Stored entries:
* * *

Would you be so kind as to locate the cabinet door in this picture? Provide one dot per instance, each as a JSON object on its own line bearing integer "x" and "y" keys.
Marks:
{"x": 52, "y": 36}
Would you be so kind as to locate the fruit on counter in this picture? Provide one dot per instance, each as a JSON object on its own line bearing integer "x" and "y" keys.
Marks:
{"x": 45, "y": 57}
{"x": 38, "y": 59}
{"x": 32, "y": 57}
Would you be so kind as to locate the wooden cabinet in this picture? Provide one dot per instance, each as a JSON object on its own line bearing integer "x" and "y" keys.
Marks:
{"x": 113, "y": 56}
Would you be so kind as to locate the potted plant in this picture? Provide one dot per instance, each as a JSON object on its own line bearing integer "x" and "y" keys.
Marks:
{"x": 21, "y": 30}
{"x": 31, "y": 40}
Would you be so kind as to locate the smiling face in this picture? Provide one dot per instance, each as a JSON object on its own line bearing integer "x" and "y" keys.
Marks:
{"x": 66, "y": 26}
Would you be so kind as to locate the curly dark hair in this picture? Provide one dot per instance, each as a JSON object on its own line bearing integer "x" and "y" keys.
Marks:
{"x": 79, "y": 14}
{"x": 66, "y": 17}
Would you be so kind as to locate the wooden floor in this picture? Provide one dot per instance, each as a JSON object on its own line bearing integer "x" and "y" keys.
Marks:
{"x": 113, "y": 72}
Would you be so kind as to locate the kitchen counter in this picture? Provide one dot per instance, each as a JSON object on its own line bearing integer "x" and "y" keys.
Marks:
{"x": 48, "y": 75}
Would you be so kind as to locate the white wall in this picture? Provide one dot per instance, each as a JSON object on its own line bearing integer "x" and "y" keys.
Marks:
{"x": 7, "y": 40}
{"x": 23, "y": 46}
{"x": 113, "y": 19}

* * *

SHORT PROBLEM:
Could you write out the lines between the one containing "Would you be so kind as to locate the wooden floor" and the end of the items, inclusive, keeping the requests as they are but shifting every x and y coordinate in the answers up by 75?

THE RESPONSE:
Would you be so kind as to locate the wooden floor in this picture? Provide one dot per instance, each as a JSON object on its own line bearing integer "x" and "y" keys.
Marks:
{"x": 188, "y": 147}
Would you be so kind as to locate the kitchen counter in this picture? Provide one dot per instance, each as a JSON object on its own line bearing integer "x" and "y" keys.
Marks:
{"x": 123, "y": 150}
Would you be so kind as to locate the white wall in this picture? Provide one dot per instance, each as a JSON object on its own line bearing integer "x" and "y" keys.
Marks:
{"x": 82, "y": 115}
{"x": 98, "y": 121}
{"x": 188, "y": 94}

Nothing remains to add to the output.